> Information provided
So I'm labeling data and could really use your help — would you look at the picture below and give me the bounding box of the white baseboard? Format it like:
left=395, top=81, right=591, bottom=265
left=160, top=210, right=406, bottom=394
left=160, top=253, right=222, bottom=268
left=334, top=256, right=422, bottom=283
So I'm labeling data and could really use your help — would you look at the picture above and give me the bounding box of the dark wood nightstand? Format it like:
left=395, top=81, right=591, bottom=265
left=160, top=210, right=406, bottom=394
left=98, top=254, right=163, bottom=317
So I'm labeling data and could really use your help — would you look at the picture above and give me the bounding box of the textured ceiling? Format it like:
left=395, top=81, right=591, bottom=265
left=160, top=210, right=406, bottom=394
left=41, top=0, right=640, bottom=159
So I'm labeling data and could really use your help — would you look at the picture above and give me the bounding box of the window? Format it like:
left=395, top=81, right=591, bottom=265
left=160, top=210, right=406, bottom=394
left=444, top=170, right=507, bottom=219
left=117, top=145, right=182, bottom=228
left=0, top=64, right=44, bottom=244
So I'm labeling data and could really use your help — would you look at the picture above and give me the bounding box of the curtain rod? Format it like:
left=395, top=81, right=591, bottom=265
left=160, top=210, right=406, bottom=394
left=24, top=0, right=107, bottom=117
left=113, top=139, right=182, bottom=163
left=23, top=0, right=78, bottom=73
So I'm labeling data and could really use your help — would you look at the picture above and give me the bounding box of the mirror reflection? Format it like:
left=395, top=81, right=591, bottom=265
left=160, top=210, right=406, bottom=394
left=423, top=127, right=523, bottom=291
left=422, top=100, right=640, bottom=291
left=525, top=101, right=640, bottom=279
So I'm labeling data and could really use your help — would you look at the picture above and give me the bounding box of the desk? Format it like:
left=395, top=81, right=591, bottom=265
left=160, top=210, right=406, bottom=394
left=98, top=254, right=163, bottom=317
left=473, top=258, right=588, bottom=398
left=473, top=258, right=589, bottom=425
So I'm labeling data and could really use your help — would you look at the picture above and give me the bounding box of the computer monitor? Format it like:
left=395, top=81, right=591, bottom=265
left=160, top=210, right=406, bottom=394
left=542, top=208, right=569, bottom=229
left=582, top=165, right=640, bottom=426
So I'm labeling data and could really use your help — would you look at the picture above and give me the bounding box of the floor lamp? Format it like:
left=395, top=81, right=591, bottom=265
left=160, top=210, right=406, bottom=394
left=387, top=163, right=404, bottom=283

> Directions for this task
Please arrange every line of the material above as a Markdown table with two columns, Row and Line, numbering each row and leaving out any blank lines.

> Answer to this exercise
| Row | Line |
|---|---|
| 1 | So I'm labeling data and could really use your help — would you look at the picture below and give me the bounding box of the white baseboard? Format it like: |
| 2 | left=395, top=81, right=591, bottom=265 |
| 3 | left=160, top=210, right=406, bottom=394 |
| 4 | left=160, top=253, right=222, bottom=268 |
| 5 | left=334, top=256, right=422, bottom=283 |
| 6 | So I'm labeling data and could really use your help — would you look at the picture above and give me the bounding box of the dark wood nightstand? Format it like: |
| 7 | left=395, top=81, right=591, bottom=265 |
| 8 | left=160, top=210, right=406, bottom=394 |
| 9 | left=98, top=254, right=163, bottom=317 |
| 10 | So I'm labeling data and could really use your help — would you look at the picture above and give me the bounding box of the textured ceiling? Format it like: |
| 11 | left=395, top=81, right=591, bottom=265 |
| 12 | left=160, top=210, right=406, bottom=394 |
| 13 | left=41, top=0, right=640, bottom=159 |
| 14 | So I'm labeling data and could really use your help — would you look at the picture above and give me the bounding box of the window? Format it like: |
| 15 | left=395, top=81, right=591, bottom=265 |
| 16 | left=160, top=210, right=406, bottom=394 |
| 17 | left=444, top=170, right=507, bottom=219 |
| 18 | left=117, top=145, right=182, bottom=228 |
| 19 | left=0, top=64, right=44, bottom=244 |
| 20 | So I'm labeling data and could really use your help — would you look at the picture above and give me the bounding box of the curtain rod? Format it like: |
| 21 | left=395, top=81, right=591, bottom=265 |
| 22 | left=160, top=210, right=406, bottom=394 |
| 23 | left=24, top=0, right=107, bottom=117 |
| 24 | left=113, top=139, right=182, bottom=163 |
| 25 | left=23, top=0, right=78, bottom=73 |
| 26 | So I'm labeling data and could really use your help — would you look at the picture above and give me the bounding box of the mirror reflection? Format it like: |
| 27 | left=395, top=81, right=591, bottom=265 |
| 28 | left=160, top=210, right=406, bottom=394 |
| 29 | left=423, top=127, right=523, bottom=291 |
| 30 | left=422, top=100, right=640, bottom=291 |
| 31 | left=525, top=101, right=640, bottom=279 |
| 32 | So I'm labeling data and could really use your help — would you look at the picture above and give me the bounding box of the desk? Format it like: |
| 33 | left=395, top=81, right=591, bottom=265 |
| 34 | left=160, top=210, right=406, bottom=394 |
| 35 | left=98, top=254, right=163, bottom=317 |
| 36 | left=473, top=258, right=588, bottom=398 |
| 37 | left=473, top=258, right=589, bottom=425 |
| 38 | So I'm labeling data and could really use your help — would you look at the picture above and give me the bounding box of the computer monitor? Format it like: |
| 39 | left=395, top=81, right=591, bottom=265 |
| 40 | left=160, top=210, right=406, bottom=394 |
| 41 | left=542, top=208, right=569, bottom=229 |
| 42 | left=582, top=165, right=640, bottom=426 |
| 43 | So I'm labeling data and could really use your help — would you look at the picture above and give me the bounding box of the floor lamp? Format it like: |
| 44 | left=395, top=81, right=591, bottom=265 |
| 45 | left=160, top=210, right=406, bottom=394 |
| 46 | left=387, top=163, right=404, bottom=283 |